[Records from a data source]
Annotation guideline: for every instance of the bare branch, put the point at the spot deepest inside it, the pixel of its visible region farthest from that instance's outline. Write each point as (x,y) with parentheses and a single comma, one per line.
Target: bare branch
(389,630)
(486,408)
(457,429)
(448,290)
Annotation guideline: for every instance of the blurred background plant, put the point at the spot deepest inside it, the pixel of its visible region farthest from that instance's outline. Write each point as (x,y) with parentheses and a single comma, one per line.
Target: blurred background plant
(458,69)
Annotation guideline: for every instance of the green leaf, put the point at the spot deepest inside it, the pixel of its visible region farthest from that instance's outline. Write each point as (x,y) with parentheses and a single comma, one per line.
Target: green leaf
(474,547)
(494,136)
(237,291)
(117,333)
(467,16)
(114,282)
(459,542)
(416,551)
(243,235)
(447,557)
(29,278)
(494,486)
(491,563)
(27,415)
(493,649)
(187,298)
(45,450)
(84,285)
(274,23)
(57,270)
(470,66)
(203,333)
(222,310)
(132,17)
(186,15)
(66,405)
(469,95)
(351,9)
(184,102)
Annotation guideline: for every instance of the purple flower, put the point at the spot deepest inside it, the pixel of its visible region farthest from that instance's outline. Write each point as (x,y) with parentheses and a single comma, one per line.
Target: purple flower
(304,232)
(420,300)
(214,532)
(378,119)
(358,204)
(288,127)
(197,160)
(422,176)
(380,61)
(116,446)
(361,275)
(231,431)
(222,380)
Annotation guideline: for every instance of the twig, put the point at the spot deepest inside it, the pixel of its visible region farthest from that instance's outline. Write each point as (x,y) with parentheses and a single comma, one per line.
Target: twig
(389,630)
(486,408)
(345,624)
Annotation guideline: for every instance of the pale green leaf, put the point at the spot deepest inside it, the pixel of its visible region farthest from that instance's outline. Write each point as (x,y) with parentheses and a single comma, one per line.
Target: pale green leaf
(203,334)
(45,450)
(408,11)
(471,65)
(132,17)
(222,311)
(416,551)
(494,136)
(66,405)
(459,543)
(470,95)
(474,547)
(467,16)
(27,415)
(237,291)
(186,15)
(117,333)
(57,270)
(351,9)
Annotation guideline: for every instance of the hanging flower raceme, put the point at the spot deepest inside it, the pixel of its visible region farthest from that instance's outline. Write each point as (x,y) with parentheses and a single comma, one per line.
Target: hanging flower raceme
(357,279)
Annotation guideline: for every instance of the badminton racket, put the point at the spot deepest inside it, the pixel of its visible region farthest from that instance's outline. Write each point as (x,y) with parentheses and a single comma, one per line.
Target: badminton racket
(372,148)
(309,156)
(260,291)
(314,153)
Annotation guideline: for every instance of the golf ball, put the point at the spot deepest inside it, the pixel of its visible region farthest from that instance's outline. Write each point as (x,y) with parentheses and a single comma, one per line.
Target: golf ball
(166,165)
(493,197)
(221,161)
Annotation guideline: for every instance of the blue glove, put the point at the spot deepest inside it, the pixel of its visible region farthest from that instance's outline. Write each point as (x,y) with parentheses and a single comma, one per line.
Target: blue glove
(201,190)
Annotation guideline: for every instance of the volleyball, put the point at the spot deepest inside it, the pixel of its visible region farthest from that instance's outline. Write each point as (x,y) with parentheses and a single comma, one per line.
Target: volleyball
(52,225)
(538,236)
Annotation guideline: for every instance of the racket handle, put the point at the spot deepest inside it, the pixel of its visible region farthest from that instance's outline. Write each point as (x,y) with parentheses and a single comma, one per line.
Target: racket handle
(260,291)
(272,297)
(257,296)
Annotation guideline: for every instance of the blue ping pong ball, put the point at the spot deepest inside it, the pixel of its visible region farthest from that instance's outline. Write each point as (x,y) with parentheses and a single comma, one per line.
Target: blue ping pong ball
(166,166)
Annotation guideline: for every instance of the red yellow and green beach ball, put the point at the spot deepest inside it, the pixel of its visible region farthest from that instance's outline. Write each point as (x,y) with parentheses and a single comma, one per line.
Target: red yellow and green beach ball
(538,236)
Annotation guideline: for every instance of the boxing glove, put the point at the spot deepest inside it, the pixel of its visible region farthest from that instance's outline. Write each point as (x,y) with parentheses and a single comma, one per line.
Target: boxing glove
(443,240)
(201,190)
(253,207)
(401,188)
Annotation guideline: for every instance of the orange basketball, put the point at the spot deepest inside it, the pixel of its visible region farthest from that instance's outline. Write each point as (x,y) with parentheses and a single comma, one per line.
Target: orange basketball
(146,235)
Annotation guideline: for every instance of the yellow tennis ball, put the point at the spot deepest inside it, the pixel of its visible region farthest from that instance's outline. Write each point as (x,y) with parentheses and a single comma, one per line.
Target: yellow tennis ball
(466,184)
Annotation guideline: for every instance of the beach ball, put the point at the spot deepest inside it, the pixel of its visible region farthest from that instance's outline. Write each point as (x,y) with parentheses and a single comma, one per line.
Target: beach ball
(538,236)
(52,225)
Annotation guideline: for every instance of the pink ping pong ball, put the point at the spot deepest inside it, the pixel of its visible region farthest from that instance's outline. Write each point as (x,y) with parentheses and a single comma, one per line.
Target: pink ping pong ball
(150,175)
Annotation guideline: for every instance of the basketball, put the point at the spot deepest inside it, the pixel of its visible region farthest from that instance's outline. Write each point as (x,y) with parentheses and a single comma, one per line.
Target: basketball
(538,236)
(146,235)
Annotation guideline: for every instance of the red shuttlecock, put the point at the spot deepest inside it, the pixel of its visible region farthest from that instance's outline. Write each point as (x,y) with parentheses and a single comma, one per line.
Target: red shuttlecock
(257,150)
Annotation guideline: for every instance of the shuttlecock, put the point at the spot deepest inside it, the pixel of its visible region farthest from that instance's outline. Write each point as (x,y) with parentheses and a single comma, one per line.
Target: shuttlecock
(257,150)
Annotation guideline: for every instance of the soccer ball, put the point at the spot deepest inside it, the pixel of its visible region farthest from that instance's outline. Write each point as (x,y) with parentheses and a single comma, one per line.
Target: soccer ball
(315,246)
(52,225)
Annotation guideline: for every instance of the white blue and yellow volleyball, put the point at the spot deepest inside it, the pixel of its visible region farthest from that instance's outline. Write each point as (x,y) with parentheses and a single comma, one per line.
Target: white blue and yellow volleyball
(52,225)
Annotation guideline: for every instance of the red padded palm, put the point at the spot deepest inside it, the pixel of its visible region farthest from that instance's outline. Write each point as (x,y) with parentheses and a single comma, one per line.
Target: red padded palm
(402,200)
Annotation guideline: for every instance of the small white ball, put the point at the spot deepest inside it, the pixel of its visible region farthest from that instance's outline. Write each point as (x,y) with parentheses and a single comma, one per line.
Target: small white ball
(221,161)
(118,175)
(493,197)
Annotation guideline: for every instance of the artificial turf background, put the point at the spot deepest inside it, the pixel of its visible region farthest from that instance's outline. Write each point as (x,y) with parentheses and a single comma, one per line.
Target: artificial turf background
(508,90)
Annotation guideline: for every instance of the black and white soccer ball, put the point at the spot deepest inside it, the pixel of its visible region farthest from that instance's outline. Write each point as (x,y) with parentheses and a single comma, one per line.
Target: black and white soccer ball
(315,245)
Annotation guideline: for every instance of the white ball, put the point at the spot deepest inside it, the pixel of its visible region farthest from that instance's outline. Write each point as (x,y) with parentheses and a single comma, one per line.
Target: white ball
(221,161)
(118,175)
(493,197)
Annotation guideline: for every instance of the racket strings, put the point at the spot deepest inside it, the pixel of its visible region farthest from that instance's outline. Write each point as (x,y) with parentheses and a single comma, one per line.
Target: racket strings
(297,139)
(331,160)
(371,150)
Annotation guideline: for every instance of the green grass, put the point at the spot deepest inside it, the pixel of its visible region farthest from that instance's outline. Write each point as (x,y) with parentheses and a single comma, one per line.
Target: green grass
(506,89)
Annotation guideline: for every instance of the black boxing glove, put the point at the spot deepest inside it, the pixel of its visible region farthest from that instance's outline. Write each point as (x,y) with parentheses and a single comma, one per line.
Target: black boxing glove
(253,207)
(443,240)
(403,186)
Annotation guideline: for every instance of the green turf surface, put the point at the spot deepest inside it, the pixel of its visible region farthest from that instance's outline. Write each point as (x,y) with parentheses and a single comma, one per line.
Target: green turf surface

- _EXERCISE_: From the line with "Annotation guideline: for every instance of the green grass, put" to the last line of the material, give every line again exactly, and only those lines.

- _OUTPUT FOR THIS EXERCISE_:
Annotation guideline: for every instance of the green grass, put the point at the spot deepest inside it, the pixel of its visible region farthest from that instance's outline. Write each point as (x,y) with parentheses and a single comma, one per line.
Target: green grass
(506,89)
Annotation guideline: for every instance of the black boxing glove, put the point at the spot deepest inside it, the pixel of its visible region farthest from that instance's outline. Write each point as (x,y) with parentheses and a single comma, one per line.
Target: black boxing glove
(253,207)
(443,240)
(403,186)
Annotation guideline: for every instance of the green turf surface, put the point at the spot deepest inside it, the pixel of its visible region farthest from that instance's outline. Write each point as (x,y) with parentheses and a single comma, one per line.
Target: green turf surface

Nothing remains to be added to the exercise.